Directions –
All entries shown below must be given again word for word.

=== Data ===

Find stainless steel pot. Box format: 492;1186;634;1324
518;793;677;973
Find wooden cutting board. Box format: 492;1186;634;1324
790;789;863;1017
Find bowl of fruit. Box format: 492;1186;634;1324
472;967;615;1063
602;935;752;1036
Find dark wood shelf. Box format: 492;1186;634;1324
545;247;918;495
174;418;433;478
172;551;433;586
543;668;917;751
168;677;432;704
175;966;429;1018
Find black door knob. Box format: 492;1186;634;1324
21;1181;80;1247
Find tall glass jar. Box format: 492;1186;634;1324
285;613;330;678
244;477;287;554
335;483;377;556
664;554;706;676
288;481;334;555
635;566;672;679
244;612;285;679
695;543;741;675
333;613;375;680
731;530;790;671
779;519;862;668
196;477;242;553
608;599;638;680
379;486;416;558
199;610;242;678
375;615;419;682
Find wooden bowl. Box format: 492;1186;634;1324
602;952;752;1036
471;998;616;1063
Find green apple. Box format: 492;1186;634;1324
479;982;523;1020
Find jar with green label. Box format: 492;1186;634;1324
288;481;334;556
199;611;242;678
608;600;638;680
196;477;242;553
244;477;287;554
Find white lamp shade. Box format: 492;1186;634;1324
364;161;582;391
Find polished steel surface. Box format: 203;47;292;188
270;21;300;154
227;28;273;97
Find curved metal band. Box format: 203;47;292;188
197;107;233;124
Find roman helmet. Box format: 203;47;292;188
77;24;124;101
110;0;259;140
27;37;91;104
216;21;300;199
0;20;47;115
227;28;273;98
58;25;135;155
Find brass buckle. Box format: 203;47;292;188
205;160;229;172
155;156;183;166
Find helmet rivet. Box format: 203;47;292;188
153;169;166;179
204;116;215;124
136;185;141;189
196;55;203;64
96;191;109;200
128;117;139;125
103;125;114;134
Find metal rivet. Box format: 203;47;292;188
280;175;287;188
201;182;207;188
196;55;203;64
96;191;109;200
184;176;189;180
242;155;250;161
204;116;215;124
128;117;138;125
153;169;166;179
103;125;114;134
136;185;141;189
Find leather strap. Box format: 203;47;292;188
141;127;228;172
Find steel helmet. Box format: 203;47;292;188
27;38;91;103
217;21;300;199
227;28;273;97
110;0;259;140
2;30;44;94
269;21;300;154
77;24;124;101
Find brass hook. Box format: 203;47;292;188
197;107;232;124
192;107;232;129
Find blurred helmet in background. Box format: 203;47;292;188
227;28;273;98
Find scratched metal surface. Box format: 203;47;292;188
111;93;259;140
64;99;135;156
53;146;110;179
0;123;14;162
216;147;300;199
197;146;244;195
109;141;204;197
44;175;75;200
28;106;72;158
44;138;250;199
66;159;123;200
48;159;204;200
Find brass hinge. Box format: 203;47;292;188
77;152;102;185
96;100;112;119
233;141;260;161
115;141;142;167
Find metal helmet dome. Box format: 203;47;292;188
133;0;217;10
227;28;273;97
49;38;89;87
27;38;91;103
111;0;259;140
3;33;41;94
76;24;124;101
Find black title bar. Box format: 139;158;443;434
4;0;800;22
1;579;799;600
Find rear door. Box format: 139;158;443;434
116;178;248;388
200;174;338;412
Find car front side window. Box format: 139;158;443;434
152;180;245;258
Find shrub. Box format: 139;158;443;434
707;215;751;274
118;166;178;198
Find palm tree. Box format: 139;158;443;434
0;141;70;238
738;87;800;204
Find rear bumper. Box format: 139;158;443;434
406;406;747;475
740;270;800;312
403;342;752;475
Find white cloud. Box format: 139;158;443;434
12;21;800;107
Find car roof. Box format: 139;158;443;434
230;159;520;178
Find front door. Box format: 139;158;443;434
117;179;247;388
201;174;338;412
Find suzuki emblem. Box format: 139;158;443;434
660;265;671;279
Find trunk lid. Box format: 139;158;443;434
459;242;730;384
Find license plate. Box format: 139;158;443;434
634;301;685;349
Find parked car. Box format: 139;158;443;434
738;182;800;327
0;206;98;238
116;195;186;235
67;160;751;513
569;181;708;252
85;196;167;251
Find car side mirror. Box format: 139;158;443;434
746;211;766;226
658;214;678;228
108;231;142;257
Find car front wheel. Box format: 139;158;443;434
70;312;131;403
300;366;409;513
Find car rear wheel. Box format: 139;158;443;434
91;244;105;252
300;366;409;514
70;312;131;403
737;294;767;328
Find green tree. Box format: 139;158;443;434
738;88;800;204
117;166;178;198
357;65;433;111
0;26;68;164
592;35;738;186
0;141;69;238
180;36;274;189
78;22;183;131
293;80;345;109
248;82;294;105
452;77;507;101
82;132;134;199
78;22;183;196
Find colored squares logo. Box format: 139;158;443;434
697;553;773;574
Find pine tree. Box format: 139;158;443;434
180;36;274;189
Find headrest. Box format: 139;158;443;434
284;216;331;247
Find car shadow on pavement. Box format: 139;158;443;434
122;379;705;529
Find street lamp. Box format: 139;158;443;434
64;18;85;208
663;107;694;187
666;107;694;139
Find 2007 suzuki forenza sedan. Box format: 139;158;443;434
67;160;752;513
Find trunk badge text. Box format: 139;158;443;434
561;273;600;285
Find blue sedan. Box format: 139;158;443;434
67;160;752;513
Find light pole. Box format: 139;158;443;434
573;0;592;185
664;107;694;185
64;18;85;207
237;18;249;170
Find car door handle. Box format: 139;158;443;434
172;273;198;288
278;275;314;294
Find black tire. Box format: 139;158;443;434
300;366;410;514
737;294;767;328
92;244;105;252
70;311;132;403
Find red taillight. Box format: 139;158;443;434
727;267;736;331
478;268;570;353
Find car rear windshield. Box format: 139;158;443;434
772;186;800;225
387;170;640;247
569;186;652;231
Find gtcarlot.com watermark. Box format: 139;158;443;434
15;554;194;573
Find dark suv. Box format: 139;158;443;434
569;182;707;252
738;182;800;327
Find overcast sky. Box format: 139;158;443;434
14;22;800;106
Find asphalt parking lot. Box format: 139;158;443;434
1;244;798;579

===

Result –
Find stainless steel pot. Box format: 492;1186;634;1324
518;793;677;973
Find wooden cutting board. Box format: 492;1186;634;1324
790;789;863;1017
Find bowl of fruit. Box format: 492;1186;634;1324
472;967;615;1063
602;935;752;1036
Find dark wood shelf. Box format: 492;1186;634;1324
545;247;918;495
174;418;433;478
172;551;433;586
543;668;917;751
168;677;432;704
175;966;429;1018
Find black door knob. Box format: 492;1186;634;1324
21;1181;80;1247
Find tall glass jar. Box format: 492;1186;634;1324
285;613;330;678
244;477;287;554
335;483;377;556
664;554;706;676
288;481;334;555
635;566;672;679
244;612;285;679
695;543;741;675
333;613;375;680
731;530;790;671
779;519;862;668
196;477;242;553
608;599;638;680
379;486;416;558
199;610;242;678
375;615;419;682
Find wooden bowl. Box format: 492;1186;634;1324
602;952;752;1036
471;998;616;1063
Find green apple. Box format: 492;1186;634;1324
479;982;523;1020
Find jar with green label. Box format: 492;1186;634;1324
288;481;334;556
199;611;242;678
608;600;638;680
196;477;242;553
244;477;287;554
Find white lamp shade. Box format: 492;1186;634;1324
364;161;582;391
Find polished steel surface. Box format: 203;47;292;188
270;21;300;154
227;28;273;97
Find curved metal band. Box format: 203;47;292;188
197;107;233;124
Find roman helmet. Box format: 203;47;292;188
77;24;124;101
110;0;259;140
27;37;91;104
216;21;300;199
0;20;47;115
227;28;273;98
58;25;135;155
Find brass buckle. Box format: 203;47;292;188
205;160;229;172
155;156;183;166
Find helmet rivet. Box format: 203;47;292;188
153;169;166;179
204;116;215;124
136;185;141;189
196;55;203;64
96;191;109;200
128;117;139;125
103;125;114;134
Find metal rivet. Box format: 203;47;292;188
280;175;287;188
201;182;207;188
196;55;203;64
96;191;109;200
184;176;189;180
242;155;250;161
204;116;215;124
128;117;138;125
153;169;166;179
103;125;114;134
136;185;141;189
Find leather strap. Box format: 203;47;292;188
141;127;228;172
Find steel helmet. Box format: 203;47;292;188
27;38;91;103
217;21;300;199
227;28;273;97
110;0;259;140
2;30;44;94
269;21;300;154
77;24;124;101
Find brass hook. Box format: 203;47;292;188
197;107;232;124
192;107;232;129
Find blurred helmet in background. Box format: 203;47;292;188
227;28;273;98
Find scratched metal surface. Box format: 203;47;292;188
111;93;259;140
64;99;135;156
53;146;110;179
0;123;14;162
216;147;300;199
197;146;244;195
109;141;204;197
44;175;75;200
28;106;72;158
44;138;250;199
66;159;123;200
48;159;204;200
Find brass hinge. Box format: 203;47;292;188
77;152;102;185
96;100;112;119
233;141;260;161
115;141;142;167
Find metal helmet dome. Box format: 203;47;292;188
133;0;217;10
227;28;273;97
49;38;89;87
27;38;91;103
111;0;259;140
3;33;41;94
76;24;124;101
Find black title bar. Box format: 139;158;443;434
4;0;800;22
1;579;799;600
Find rear door. Box format: 139;158;443;434
116;178;248;388
200;174;338;412
Find car front side window. Box format: 139;158;443;434
152;180;245;258
Find shrub. Box format: 139;158;443;434
707;215;751;274
118;166;178;198
Find palm tree. Box format: 139;158;443;434
0;141;70;238
738;87;800;204
Find rear bumper. Box format: 139;158;443;434
406;406;747;475
740;270;800;312
403;342;752;475
Find white cloud. Box format: 139;158;443;434
12;21;800;107
Find car roof. Box format: 139;158;443;434
230;159;520;178
Find front door. Box format: 139;158;443;434
117;179;247;388
201;174;338;412
Find suzuki emblem. Box format: 139;158;443;434
660;265;671;279
Find trunk lid. Box format: 139;158;443;434
459;242;730;384
Find license plate. Box format: 139;158;443;434
634;301;685;349
Find parked car. Box format: 139;158;443;434
738;182;800;327
0;206;98;238
116;195;186;235
67;160;751;513
569;181;708;252
85;196;167;251
Find car side mirror. Box format: 139;158;443;434
746;211;766;226
658;214;678;228
108;231;142;257
Find car front wheel. Box format: 139;158;443;434
70;312;131;403
300;366;409;513
Find car rear wheel. Box format: 139;158;443;434
91;244;105;252
300;366;409;514
70;312;131;403
737;294;767;328
Find green tree. Box format: 139;158;443;434
738;88;800;204
117;166;178;198
357;65;433;111
0;26;68;164
592;35;738;186
0;141;69;238
180;36;274;189
78;22;183;131
293;80;345;109
248;82;294;105
452;77;507;101
82;132;134;199
78;22;183;196
Find colored squares logo. Box format: 139;158;443;434
697;553;773;574
Find pine tree. Box format: 139;158;443;434
180;36;274;189
Find headrest. Box format: 139;158;443;434
284;216;331;247
Find car shadow on pavement. Box format: 139;158;443;434
122;379;705;529
Find street lamp. Box format: 139;158;443;434
64;18;85;208
663;107;694;187
666;107;694;139
Find 2007 suzuki forenza sedan. Box format: 139;158;443;434
67;160;752;513
Find trunk badge text. Box format: 139;158;443;434
561;273;600;285
Find blue sedan. Box format: 139;158;443;434
67;160;752;513
Find light pole. Box format: 139;158;443;434
573;0;592;185
664;107;694;185
64;18;85;207
237;18;249;170
Find car door handle. Box format: 139;158;443;434
172;273;198;288
278;275;314;294
Find black tire. Box format: 139;158;443;434
300;366;410;514
737;294;767;328
92;244;105;252
70;311;132;403
Find red taillight. Box format: 139;158;443;434
727;267;736;331
478;268;570;353
Find car rear windshield. Box format: 139;158;443;434
772;186;800;225
387;170;640;247
569;186;652;231
Find gtcarlot.com watermark. Box format: 139;158;443;434
15;554;194;573
Find dark suv. Box format: 139;158;443;434
569;182;707;252
738;182;800;327
Find overcast sky. Box format: 139;158;443;434
14;22;800;106
Find asphalt parking lot. Box format: 139;158;443;434
1;244;798;579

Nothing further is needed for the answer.